═══ Record extracts ═══
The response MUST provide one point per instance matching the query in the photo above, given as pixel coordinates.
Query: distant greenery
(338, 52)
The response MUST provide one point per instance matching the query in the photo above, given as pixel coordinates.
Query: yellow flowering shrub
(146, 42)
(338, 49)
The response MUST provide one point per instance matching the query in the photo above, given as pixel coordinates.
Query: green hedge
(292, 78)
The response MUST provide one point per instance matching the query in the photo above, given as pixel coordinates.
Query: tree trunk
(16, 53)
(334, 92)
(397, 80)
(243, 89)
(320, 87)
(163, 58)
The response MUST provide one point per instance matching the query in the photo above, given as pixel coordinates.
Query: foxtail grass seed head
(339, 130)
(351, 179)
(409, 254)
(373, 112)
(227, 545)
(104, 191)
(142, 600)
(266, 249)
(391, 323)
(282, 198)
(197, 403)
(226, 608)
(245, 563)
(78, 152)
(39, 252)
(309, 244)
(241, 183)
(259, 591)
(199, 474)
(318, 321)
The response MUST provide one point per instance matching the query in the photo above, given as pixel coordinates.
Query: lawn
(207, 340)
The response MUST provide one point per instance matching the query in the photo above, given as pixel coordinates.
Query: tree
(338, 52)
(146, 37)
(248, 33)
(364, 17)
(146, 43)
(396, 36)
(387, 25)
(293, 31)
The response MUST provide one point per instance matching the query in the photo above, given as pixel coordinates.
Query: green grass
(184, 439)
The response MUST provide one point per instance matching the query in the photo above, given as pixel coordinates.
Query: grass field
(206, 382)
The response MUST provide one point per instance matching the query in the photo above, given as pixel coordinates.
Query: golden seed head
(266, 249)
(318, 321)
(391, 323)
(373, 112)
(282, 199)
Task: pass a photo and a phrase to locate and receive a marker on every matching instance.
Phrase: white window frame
═══
* **Task details**
What you return must match the data word for word.

* **Answer below**
The response MUST provide one point per instance matching the query in the photo above, given as pixel coordinates.
Query: distant greenery
(338, 52)
The response MUST provide one point per instance matching the query in the photo above, given as pixel coordinates.
Query: yellow flowering shrub
(146, 42)
(338, 49)
The response MUST provide one point per instance matching the query in the photo above, given as pixel coordinates.
Query: green hedge
(292, 78)
The response MUST provide one point per instance matching the query in the photo above, given as pixel coordinates.
Query: tree trunk
(16, 53)
(334, 92)
(397, 80)
(243, 89)
(320, 87)
(163, 58)
The response MUST provide one point per instance matching the query in the photo above, given as pixel coordinates.
Query: foxtail grass seed head
(339, 130)
(351, 179)
(409, 254)
(373, 112)
(227, 545)
(104, 191)
(142, 600)
(266, 249)
(391, 323)
(282, 198)
(197, 403)
(226, 608)
(245, 563)
(78, 152)
(39, 252)
(309, 244)
(241, 183)
(259, 591)
(199, 474)
(318, 321)
The response MUST provide one point per instance matching the query in the photo above, given as pixel coordinates.
Query: lawn
(207, 340)
The response MUST provide one point per instance matching the query in the photo above, given as pixel coordinates.
Query: tree
(338, 52)
(146, 37)
(248, 33)
(364, 17)
(146, 43)
(396, 36)
(387, 25)
(293, 31)
The response MUST provide one point per instance matching the query in the photo above, given as pixel coordinates.
Query: green grass
(184, 439)
The response MUST provide one point per instance matching the query in the photo above, given as pixel coordinates.
Query: grass field
(206, 382)
The response MUST provide one point per instance matching the query in the photo above, given as pixel coordinates.
Query: golden seed head
(266, 249)
(318, 321)
(391, 323)
(373, 112)
(282, 199)
Task: pass a photo and a phrase to locate and receive a marker on every matching instance.
Phrase: white window frame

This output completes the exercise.